Aim of the exercise:
Render the entries below as a JSON list of strings, one string per line, with blank lines left out.

=-=-=-=-=

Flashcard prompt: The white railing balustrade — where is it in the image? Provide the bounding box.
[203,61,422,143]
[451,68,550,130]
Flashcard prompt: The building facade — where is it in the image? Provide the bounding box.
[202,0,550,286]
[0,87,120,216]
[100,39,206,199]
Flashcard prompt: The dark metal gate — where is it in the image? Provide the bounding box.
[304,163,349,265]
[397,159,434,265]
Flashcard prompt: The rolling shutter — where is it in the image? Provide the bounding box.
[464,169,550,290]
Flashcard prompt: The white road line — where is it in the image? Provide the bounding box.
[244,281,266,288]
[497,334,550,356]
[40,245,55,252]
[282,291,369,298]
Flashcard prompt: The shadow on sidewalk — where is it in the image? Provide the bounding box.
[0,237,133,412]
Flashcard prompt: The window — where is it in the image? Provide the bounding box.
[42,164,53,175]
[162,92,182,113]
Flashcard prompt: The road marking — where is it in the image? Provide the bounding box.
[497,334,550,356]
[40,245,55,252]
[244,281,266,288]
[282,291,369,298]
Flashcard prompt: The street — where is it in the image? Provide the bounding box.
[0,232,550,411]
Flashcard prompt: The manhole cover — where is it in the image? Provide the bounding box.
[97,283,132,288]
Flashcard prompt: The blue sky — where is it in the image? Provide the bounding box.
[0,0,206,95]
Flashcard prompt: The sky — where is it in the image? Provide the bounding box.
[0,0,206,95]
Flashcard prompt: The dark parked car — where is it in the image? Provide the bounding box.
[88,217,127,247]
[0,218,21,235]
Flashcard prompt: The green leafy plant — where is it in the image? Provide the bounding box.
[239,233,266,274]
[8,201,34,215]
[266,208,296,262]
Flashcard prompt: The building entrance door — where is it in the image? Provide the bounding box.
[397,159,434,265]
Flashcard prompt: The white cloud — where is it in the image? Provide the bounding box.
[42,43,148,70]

=-=-=-=-=

Output:
[
  "Flashcard prompt: The white railing balustrade — where is it in the image? Provide the bounding box.",
  "[203,61,422,143]",
  "[451,68,550,130]",
  "Flashcard prompt: The building facade — where is it in the image? Provide the bounding box.",
  "[202,0,550,286]",
  "[0,87,120,216]",
  "[100,39,206,199]",
  "Flashcard prompt: The dark metal gate — where is it in the image? Provide the bounding box.",
  "[304,163,349,265]",
  "[397,159,434,265]",
  "Flashcard prompt: The rolling shutter — where is it in the image? Provide the bounding box.",
  "[464,169,550,290]",
  "Flashcard prompt: The white road line — where is it in the image? Provide the bounding box.",
  "[244,281,266,288]",
  "[497,334,550,356]",
  "[40,245,55,252]",
  "[282,291,369,298]",
  "Flashcard prompt: The shadow on sidewalk — where is it in the image? Provide the bounding box.",
  "[0,237,133,412]",
  "Flashcard prompt: The window — where is it in the image? Provide the bounding box.",
  "[42,164,53,175]",
  "[162,92,182,113]",
  "Flashcard prompt: The road marking — where is it in the image? Provide the bounding box.",
  "[497,334,550,356]",
  "[40,245,55,252]",
  "[244,281,266,288]",
  "[282,291,369,298]",
  "Flashcard prompt: The street — where is it in the image? Provide the bounding box.",
  "[0,232,550,411]",
  "Flashcard prompt: The manhole cover — where is it in the image? Provide the bounding box.",
  "[97,283,132,288]",
  "Flashcard prompt: The blue sky — where is it in the image? Provide the bounding box.",
  "[0,0,206,95]",
  "Flashcard prompt: The sky — where is it in the image? Provide the bounding box.",
  "[0,0,206,95]",
  "Flashcard prompt: The dark parked car — where is it in the image? Provide the bounding box.",
  "[88,217,127,247]",
  "[0,218,21,235]",
  "Flashcard prompt: The green leafy plant — where is it in the image? Provide the bounding box.",
  "[239,233,266,274]",
  "[8,201,34,215]",
  "[266,208,296,262]",
  "Flashcard prompt: The building entrance door — where is it in the image? Provide the bounding box.",
  "[397,159,434,265]",
  "Flashcard prompt: The white cloud — where is it in the image? Provide the bounding box.",
  "[42,43,148,70]"
]